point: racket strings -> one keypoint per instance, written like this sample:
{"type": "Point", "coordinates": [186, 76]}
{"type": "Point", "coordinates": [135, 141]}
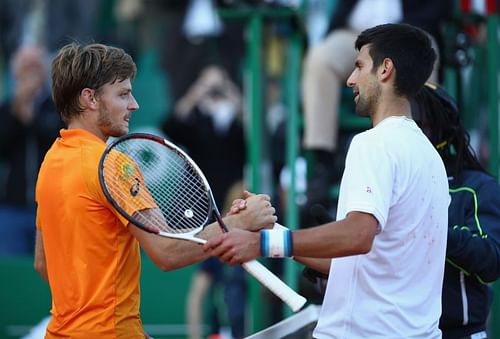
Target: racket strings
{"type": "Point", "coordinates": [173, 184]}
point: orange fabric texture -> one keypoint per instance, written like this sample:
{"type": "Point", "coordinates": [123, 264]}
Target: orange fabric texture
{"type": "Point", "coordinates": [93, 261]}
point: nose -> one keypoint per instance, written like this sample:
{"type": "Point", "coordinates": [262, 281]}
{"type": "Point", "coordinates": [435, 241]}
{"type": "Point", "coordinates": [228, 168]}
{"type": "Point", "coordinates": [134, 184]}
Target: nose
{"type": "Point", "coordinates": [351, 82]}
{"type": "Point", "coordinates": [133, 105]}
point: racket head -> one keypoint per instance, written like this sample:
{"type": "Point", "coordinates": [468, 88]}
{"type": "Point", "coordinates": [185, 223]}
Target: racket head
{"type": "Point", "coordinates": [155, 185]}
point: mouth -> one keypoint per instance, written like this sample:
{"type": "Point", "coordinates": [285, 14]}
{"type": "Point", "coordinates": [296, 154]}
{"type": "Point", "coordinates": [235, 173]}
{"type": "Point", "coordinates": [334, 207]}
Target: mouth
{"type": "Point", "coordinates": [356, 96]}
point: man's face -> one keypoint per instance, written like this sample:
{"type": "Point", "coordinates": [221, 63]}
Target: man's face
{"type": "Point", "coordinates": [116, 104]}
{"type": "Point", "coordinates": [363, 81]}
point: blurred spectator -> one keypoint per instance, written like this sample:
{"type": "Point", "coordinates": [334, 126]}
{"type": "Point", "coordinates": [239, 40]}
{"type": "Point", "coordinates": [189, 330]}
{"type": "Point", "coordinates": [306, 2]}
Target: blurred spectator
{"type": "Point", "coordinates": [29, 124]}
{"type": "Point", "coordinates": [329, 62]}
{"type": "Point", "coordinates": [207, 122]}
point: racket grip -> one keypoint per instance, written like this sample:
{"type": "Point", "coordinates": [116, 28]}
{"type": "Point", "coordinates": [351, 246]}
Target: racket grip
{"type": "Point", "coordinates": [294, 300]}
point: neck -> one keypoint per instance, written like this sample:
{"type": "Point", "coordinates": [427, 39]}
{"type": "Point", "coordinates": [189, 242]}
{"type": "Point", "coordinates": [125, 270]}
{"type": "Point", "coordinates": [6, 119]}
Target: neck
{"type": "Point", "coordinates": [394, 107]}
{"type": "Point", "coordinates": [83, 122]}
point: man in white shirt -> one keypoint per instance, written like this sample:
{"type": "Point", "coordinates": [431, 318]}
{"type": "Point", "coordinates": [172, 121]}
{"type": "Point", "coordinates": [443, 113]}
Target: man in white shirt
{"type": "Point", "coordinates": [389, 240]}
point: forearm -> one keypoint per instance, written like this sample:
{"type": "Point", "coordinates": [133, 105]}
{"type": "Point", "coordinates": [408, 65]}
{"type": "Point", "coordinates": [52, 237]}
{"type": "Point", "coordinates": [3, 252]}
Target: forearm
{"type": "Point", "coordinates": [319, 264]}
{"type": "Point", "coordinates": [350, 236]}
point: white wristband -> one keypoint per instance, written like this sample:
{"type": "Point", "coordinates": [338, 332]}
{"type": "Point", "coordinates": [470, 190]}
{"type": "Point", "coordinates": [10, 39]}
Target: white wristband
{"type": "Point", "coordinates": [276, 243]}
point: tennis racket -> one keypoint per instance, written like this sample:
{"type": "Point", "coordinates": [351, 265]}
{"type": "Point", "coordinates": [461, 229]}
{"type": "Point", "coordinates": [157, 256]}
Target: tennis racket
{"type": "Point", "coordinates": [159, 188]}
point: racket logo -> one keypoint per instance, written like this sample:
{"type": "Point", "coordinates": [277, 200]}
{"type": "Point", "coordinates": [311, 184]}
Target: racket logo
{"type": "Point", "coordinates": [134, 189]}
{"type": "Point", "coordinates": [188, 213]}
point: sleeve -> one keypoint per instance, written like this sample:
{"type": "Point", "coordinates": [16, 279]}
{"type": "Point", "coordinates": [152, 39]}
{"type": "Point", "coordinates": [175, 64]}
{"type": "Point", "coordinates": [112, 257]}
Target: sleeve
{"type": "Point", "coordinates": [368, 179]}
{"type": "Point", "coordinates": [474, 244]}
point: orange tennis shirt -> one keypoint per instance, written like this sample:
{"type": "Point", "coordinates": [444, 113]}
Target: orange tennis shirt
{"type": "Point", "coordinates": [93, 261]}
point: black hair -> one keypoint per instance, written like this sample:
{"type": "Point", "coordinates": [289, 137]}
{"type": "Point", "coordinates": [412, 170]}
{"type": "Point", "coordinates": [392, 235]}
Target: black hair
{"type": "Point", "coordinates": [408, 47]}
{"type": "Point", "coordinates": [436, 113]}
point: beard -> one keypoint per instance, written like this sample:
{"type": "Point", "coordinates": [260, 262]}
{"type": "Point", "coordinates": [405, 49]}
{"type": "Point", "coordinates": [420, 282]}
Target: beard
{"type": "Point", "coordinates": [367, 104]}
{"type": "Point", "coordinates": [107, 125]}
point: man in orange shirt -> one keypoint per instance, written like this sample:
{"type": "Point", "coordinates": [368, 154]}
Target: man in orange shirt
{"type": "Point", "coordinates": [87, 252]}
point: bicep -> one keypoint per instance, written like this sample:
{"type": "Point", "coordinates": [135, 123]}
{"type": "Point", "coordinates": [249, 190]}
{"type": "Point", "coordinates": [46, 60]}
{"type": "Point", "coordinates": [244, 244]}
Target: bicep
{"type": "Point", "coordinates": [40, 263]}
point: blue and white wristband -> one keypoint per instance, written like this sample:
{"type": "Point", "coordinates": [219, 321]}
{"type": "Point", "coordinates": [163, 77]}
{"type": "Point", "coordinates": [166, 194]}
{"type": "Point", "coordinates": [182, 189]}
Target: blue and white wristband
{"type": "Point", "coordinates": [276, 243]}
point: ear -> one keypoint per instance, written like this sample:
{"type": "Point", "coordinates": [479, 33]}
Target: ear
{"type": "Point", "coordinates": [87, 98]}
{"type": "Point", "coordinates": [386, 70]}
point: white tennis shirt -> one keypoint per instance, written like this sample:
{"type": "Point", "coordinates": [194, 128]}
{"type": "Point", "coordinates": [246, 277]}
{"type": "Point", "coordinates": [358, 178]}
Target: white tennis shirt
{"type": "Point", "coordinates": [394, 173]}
===============
PROBLEM DETAILS - Transcribe each entry precisely as given, leaving the pictures out.

RESULT OF THE EXERCISE -
point: racket strings -> one keypoint per instance, written like this sample:
{"type": "Point", "coordinates": [186, 76]}
{"type": "Point", "coordinates": [135, 141]}
Target: racket strings
{"type": "Point", "coordinates": [173, 184]}
point: orange fabric texture -> one keypoint per instance, written like this sample:
{"type": "Point", "coordinates": [123, 264]}
Target: orange fabric texture
{"type": "Point", "coordinates": [93, 261]}
point: nose -> one keypoint per instance, written like this sample:
{"type": "Point", "coordinates": [262, 281]}
{"type": "Point", "coordinates": [435, 241]}
{"type": "Point", "coordinates": [228, 168]}
{"type": "Point", "coordinates": [134, 184]}
Target: nose
{"type": "Point", "coordinates": [351, 82]}
{"type": "Point", "coordinates": [133, 105]}
point: racket head -> one keypoint per instance, written like this sample:
{"type": "Point", "coordinates": [468, 88]}
{"type": "Point", "coordinates": [185, 223]}
Target: racket head
{"type": "Point", "coordinates": [155, 185]}
point: mouth -> one keypoint per instance, written like this sample:
{"type": "Point", "coordinates": [285, 14]}
{"type": "Point", "coordinates": [296, 154]}
{"type": "Point", "coordinates": [235, 173]}
{"type": "Point", "coordinates": [334, 207]}
Target: mouth
{"type": "Point", "coordinates": [356, 96]}
point: man's face -> one keypoint per instance, written like this sample:
{"type": "Point", "coordinates": [221, 63]}
Target: man's face
{"type": "Point", "coordinates": [116, 104]}
{"type": "Point", "coordinates": [363, 81]}
point: blurred spectator -> one keypoint per instance, written like this sample:
{"type": "Point", "coordinates": [334, 126]}
{"type": "Point", "coordinates": [239, 40]}
{"type": "Point", "coordinates": [189, 330]}
{"type": "Point", "coordinates": [306, 2]}
Target: blurred spectator
{"type": "Point", "coordinates": [29, 124]}
{"type": "Point", "coordinates": [329, 62]}
{"type": "Point", "coordinates": [207, 122]}
point: racket grip -> one keypoint per instance, written like this sample:
{"type": "Point", "coordinates": [116, 28]}
{"type": "Point", "coordinates": [351, 246]}
Target: racket grip
{"type": "Point", "coordinates": [294, 300]}
point: neck -> one keypoint per instance, written like this sample:
{"type": "Point", "coordinates": [427, 39]}
{"type": "Point", "coordinates": [189, 242]}
{"type": "Point", "coordinates": [125, 270]}
{"type": "Point", "coordinates": [6, 119]}
Target: neck
{"type": "Point", "coordinates": [394, 107]}
{"type": "Point", "coordinates": [83, 122]}
point: man in white shirt -> one keypoint per instance, written like this sample:
{"type": "Point", "coordinates": [431, 318]}
{"type": "Point", "coordinates": [172, 121]}
{"type": "Point", "coordinates": [443, 113]}
Target: man in white shirt
{"type": "Point", "coordinates": [389, 240]}
point: forearm -> one keypoint per instance, written like this sample:
{"type": "Point", "coordinates": [133, 105]}
{"type": "Point", "coordinates": [408, 65]}
{"type": "Point", "coordinates": [52, 237]}
{"type": "Point", "coordinates": [3, 252]}
Target: forearm
{"type": "Point", "coordinates": [319, 264]}
{"type": "Point", "coordinates": [350, 236]}
point: white wristband -> one keypoint per instance, written like this sample:
{"type": "Point", "coordinates": [338, 332]}
{"type": "Point", "coordinates": [470, 190]}
{"type": "Point", "coordinates": [10, 39]}
Target: white wristband
{"type": "Point", "coordinates": [276, 243]}
point: tennis racket -> one keypoint per instance, written like this sample:
{"type": "Point", "coordinates": [351, 265]}
{"type": "Point", "coordinates": [461, 229]}
{"type": "Point", "coordinates": [157, 256]}
Target: tennis racket
{"type": "Point", "coordinates": [159, 188]}
point: racket logo -> one keypoint per instance, written like this sample:
{"type": "Point", "coordinates": [277, 200]}
{"type": "Point", "coordinates": [311, 184]}
Target: racket logo
{"type": "Point", "coordinates": [134, 189]}
{"type": "Point", "coordinates": [188, 213]}
point: sleeve -> one keypoint per instance, written like this sample:
{"type": "Point", "coordinates": [16, 279]}
{"type": "Point", "coordinates": [152, 39]}
{"type": "Point", "coordinates": [175, 64]}
{"type": "Point", "coordinates": [112, 257]}
Target: sleeve
{"type": "Point", "coordinates": [368, 179]}
{"type": "Point", "coordinates": [474, 244]}
point: orange tennis shirt -> one keypoint per instance, written like this sample:
{"type": "Point", "coordinates": [444, 113]}
Target: orange tennis shirt
{"type": "Point", "coordinates": [93, 261]}
point: black hair -> one keypoint per instance, written like this sample:
{"type": "Point", "coordinates": [289, 137]}
{"type": "Point", "coordinates": [412, 170]}
{"type": "Point", "coordinates": [392, 235]}
Target: black hair
{"type": "Point", "coordinates": [408, 47]}
{"type": "Point", "coordinates": [436, 113]}
point: beard -> one keypoint per instance, written like this sample:
{"type": "Point", "coordinates": [260, 262]}
{"type": "Point", "coordinates": [405, 49]}
{"type": "Point", "coordinates": [420, 282]}
Target: beard
{"type": "Point", "coordinates": [367, 104]}
{"type": "Point", "coordinates": [107, 125]}
point: man in orange shirt -> one keypoint per instance, written like this sample:
{"type": "Point", "coordinates": [368, 154]}
Target: man in orange shirt
{"type": "Point", "coordinates": [87, 252]}
point: bicep -> one keypoint per instance, written like this sample:
{"type": "Point", "coordinates": [135, 123]}
{"type": "Point", "coordinates": [249, 190]}
{"type": "Point", "coordinates": [46, 60]}
{"type": "Point", "coordinates": [244, 244]}
Target: bicep
{"type": "Point", "coordinates": [40, 263]}
point: blue and white wristband -> one keypoint per instance, written like this sample:
{"type": "Point", "coordinates": [219, 321]}
{"type": "Point", "coordinates": [163, 77]}
{"type": "Point", "coordinates": [166, 194]}
{"type": "Point", "coordinates": [182, 189]}
Target: blue and white wristband
{"type": "Point", "coordinates": [276, 243]}
point: ear -> one keypoint per instance, written like this sample:
{"type": "Point", "coordinates": [479, 33]}
Target: ear
{"type": "Point", "coordinates": [87, 98]}
{"type": "Point", "coordinates": [386, 70]}
point: white tennis shirt -> one keypoint per instance, written like this sample:
{"type": "Point", "coordinates": [194, 128]}
{"type": "Point", "coordinates": [246, 277]}
{"type": "Point", "coordinates": [358, 178]}
Target: white tennis shirt
{"type": "Point", "coordinates": [394, 173]}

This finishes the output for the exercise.